Что сделать >> Подхватите отрывок об Али Хашагульгове и допишите его дальше, начиная сразу после последнего предложения.

Вот только одно стихотворение из этого сборника –
«Побег», которое, вероятно, что-то проигрывает в переводе на русский язык, но
сохраняет в себе главное – ясную мысль автора, пронзительную поэтику, присущую
его выверенному и точному мировосприятию, острую гражданственность в
столкновении сил зла и добра. Это стихотворение звучит как ужасающее откровение
о той страшной реальности:
Полные звезд
глаза матери
Представились
ему…
Из звезд он
сотворил тропу,
Млечный путь.
По этой тропе
Направился он
домой…
Утром овчарки
нашли его
Замерзшим на
болоте.
В
1967 году Али Хашагульгов выходит свободу, которая для него строго ограничена –
ему нельзя селиться в больших городах, посещать общественные места, выходит из
дома после 22-х часов и, само собой разумеется, запрещено публиковать стихи.
КГБ зорко следит за своим подопечным на протяжении долгих десятилетий, вплоть
до начала 90-х годов. Ему сразу же отказывают в восстановлении на учебу,
преследуют везде, где бы он ни устроился на работу. Он работает корректором в
газете «Сердало», в книжном издательстве. Видя произвол по отношению к своему
коллеге, однажды за него вступается весь коллектив Джейрахской школы, в которой
он преподает ингушский язык, в Тарской
школе, где он тоже преподает некоторое время, его отказывается увольнять
директор-осетин. Но честные люди оказываются бессильными перед системой.

Данные для разбора >>
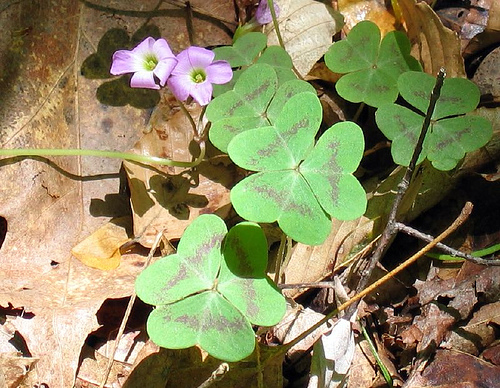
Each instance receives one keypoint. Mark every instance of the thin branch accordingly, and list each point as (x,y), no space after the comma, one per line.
(443,247)
(459,221)
(391,229)
(216,375)
(307,285)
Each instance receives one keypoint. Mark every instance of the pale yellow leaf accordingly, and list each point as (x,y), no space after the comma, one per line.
(307,28)
(101,249)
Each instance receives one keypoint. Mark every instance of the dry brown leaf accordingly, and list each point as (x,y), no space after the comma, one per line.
(450,369)
(101,249)
(16,371)
(187,368)
(46,103)
(355,11)
(478,333)
(295,322)
(168,198)
(307,28)
(434,45)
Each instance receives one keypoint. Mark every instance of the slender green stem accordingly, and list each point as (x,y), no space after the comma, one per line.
(380,363)
(270,4)
(103,154)
(190,118)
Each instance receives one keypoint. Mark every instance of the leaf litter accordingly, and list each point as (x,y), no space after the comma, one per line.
(51,300)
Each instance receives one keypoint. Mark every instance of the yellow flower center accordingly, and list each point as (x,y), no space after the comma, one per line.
(198,76)
(150,62)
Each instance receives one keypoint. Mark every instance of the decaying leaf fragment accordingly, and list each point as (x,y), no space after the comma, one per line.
(307,28)
(101,249)
(170,198)
(332,357)
(432,43)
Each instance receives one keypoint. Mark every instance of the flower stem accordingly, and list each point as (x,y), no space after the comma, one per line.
(270,4)
(103,154)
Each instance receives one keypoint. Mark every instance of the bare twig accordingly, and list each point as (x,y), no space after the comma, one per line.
(352,302)
(217,375)
(307,285)
(443,247)
(391,230)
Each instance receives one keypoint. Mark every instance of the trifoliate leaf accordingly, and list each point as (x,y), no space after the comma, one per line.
(373,67)
(212,290)
(297,185)
(451,133)
(250,104)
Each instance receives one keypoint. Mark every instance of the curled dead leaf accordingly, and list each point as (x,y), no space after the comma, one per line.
(101,249)
(433,44)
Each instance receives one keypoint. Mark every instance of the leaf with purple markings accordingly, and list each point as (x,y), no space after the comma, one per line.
(452,133)
(299,184)
(212,290)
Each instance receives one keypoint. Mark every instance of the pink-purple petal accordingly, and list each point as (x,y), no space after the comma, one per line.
(143,79)
(219,72)
(124,61)
(196,57)
(202,93)
(145,47)
(180,86)
(164,68)
(162,50)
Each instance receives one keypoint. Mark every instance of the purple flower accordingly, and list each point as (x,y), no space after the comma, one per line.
(195,73)
(263,13)
(149,59)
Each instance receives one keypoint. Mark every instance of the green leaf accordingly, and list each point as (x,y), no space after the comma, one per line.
(282,196)
(452,138)
(243,107)
(283,145)
(328,170)
(254,102)
(278,58)
(209,293)
(243,51)
(242,277)
(288,189)
(448,138)
(373,67)
(192,269)
(458,95)
(206,319)
(403,127)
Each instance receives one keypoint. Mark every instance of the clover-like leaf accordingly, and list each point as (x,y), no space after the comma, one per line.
(297,185)
(373,67)
(246,106)
(277,57)
(212,290)
(243,51)
(451,133)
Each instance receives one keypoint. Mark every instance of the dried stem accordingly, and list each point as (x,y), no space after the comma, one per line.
(459,221)
(391,229)
(127,314)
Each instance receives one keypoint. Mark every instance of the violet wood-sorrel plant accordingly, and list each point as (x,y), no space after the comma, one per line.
(215,288)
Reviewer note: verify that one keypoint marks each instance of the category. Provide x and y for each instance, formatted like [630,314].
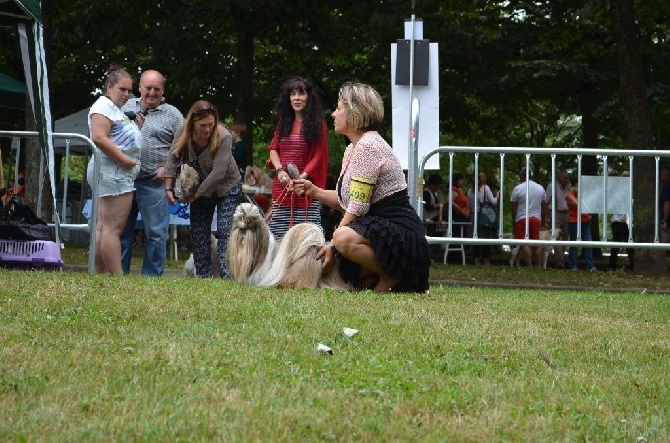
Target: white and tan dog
[515,259]
[255,259]
[250,245]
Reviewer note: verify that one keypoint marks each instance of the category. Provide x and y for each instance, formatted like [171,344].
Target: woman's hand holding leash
[327,252]
[303,186]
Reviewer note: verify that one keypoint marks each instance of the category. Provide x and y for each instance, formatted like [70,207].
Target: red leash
[280,200]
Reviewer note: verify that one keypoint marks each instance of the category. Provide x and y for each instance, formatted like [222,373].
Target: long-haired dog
[254,259]
[255,176]
[250,245]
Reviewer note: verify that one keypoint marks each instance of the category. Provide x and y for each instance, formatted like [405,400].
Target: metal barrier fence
[603,156]
[59,223]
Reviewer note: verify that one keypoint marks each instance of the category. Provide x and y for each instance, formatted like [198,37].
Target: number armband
[360,189]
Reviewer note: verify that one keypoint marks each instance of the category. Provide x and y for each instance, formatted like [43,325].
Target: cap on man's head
[434,179]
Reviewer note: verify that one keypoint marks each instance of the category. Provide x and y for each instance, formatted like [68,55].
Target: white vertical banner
[429,114]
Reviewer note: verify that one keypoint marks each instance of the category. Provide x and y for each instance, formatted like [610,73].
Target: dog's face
[546,235]
[187,182]
[247,216]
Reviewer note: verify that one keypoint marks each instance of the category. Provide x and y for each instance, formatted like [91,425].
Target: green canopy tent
[26,16]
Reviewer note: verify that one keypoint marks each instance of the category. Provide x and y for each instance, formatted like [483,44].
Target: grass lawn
[94,357]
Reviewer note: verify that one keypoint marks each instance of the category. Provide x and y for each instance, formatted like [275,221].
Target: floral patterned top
[370,172]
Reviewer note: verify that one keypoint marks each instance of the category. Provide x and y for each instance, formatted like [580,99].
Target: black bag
[19,222]
[487,217]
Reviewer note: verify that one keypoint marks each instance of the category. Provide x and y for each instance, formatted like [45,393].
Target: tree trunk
[587,105]
[638,135]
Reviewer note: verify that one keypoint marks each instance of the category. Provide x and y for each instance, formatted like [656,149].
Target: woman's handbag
[19,222]
[487,217]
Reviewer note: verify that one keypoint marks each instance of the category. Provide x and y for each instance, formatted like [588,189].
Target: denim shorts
[114,179]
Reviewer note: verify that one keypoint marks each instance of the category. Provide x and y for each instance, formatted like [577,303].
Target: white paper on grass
[350,332]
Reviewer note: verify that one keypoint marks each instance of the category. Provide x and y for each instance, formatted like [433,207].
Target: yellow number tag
[360,190]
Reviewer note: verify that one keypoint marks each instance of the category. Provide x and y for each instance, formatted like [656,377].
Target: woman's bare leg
[113,215]
[358,249]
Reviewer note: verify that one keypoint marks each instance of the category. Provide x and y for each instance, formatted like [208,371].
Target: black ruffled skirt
[397,236]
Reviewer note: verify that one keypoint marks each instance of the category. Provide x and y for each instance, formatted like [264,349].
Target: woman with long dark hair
[301,139]
[380,243]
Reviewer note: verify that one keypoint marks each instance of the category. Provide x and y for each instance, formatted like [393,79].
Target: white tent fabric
[76,123]
[26,15]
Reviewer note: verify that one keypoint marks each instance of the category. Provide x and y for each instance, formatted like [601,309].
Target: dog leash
[274,208]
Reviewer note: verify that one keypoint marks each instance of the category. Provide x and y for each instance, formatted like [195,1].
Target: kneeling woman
[206,145]
[380,241]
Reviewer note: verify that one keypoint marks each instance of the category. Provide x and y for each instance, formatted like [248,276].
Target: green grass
[92,357]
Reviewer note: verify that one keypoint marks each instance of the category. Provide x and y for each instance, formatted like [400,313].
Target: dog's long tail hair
[295,264]
[250,244]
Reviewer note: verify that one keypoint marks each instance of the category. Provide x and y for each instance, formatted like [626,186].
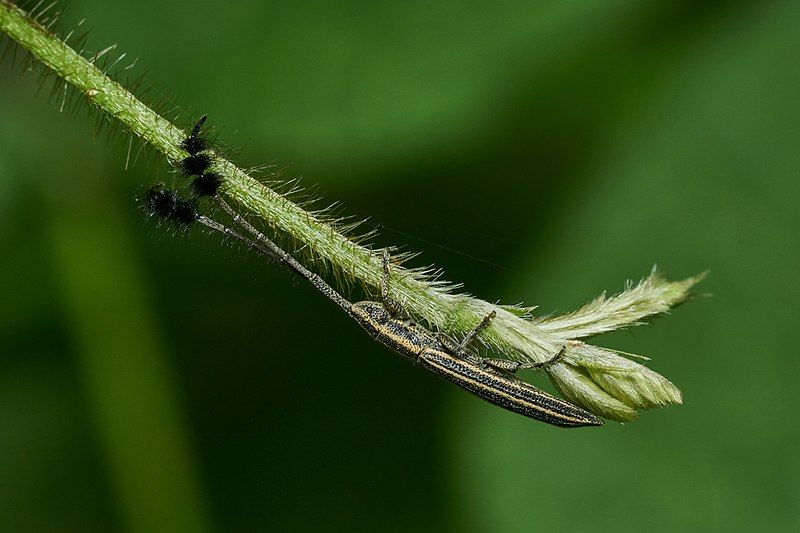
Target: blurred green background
[149,382]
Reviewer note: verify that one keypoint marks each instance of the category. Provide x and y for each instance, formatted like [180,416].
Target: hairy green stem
[589,376]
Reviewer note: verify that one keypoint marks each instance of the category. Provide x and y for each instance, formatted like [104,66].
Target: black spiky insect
[165,204]
[206,182]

Результат ниже >>
Хашагульгову приходится работать дворником, сторожем, художником-оформителем,
рабочим, ремонтирующим дороги, на назрановском заводе «Электроинструмент», а
его стихи полнятся какой-то восточной мудростью – отчасти где-то усталой, но всеобъемлющей
и исполненной яркой образности:
Дети любили его, хотя и не
понимали, почему он открывал дверь и выглядывал наружу, когда объяснял новую
тему…
Еще не понимали они, почему
он никогда не задавал им читать и учить из учебника.
- Достаточно того, что вы
слушали меня, - говорил он.
Правда, детям не пришлось
долго слушать его.
(«Учитель»)
В
1972 году Али Хашагульгов уезжает в Ригу, приняв решение остаться там навсегда
– здесь свободнее дышится, здесь его поддерживают друзья-писатели, здесь есть
шансы издавать свои стихи – пусть не все, хотя бы малую часть из них. Но
мятущийся дух великого поэта тянет его домой.
Али
Татарович Хашагульгов мучительно долго пробивается к своему читателю. Его
первый поэтический сборник «Страна гор» выходит в свет лишь только в 1985 году.
Затем с большими перерывами публикуются его другие сборники – «Первый цветок»
(1987), «Золотой мир» (1992), «Автопортрет» (1996), «Высокая вера» и «Отцовские
горы, отцовские села» (1999).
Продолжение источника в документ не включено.